Directions - Reproduce the listing from its beginning through the line containing "column 196, row 206", replacing "credit card" with "debit card" and leaving everything else unchanged.

Excerpt from a dataset -
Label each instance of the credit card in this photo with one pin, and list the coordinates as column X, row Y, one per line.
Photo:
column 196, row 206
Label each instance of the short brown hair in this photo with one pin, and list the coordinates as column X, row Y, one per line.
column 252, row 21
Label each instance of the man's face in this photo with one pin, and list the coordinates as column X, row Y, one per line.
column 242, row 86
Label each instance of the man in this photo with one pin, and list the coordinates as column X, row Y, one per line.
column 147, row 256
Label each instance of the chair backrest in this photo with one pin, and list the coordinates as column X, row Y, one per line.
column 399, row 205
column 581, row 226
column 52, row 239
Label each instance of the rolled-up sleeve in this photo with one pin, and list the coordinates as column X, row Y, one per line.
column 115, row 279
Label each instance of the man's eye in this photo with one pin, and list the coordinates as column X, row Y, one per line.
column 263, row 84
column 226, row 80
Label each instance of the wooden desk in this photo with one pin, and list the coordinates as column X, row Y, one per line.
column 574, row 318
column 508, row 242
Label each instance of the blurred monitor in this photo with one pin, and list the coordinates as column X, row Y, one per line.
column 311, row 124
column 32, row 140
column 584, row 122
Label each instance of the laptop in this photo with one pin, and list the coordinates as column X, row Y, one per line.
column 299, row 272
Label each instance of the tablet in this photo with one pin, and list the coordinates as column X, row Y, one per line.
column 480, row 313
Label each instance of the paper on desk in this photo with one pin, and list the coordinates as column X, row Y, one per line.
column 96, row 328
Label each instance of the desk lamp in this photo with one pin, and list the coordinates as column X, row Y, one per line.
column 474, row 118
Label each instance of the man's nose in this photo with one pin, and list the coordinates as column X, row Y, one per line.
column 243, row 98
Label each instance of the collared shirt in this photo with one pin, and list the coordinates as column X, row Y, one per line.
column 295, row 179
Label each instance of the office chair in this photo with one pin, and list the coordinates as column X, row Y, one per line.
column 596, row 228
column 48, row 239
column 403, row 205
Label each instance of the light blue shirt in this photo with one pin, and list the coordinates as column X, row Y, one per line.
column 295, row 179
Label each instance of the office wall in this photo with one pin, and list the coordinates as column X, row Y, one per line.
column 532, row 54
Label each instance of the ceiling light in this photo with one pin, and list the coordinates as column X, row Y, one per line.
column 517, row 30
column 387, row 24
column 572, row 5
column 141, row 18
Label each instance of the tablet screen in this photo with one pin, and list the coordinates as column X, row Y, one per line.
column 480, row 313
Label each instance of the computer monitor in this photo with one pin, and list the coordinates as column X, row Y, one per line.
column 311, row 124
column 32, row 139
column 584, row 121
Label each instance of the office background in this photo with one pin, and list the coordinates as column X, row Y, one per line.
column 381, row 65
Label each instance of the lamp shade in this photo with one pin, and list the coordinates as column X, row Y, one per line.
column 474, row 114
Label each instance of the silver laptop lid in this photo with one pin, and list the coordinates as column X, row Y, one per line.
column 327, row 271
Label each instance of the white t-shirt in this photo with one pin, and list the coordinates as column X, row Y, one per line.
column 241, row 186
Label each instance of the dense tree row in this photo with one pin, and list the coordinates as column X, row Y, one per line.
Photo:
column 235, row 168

Answer to this task -
Label each instance of the debit card in this photo with one pin, and list the coordinates as column X, row Y, one per line.
Photo:
column 196, row 206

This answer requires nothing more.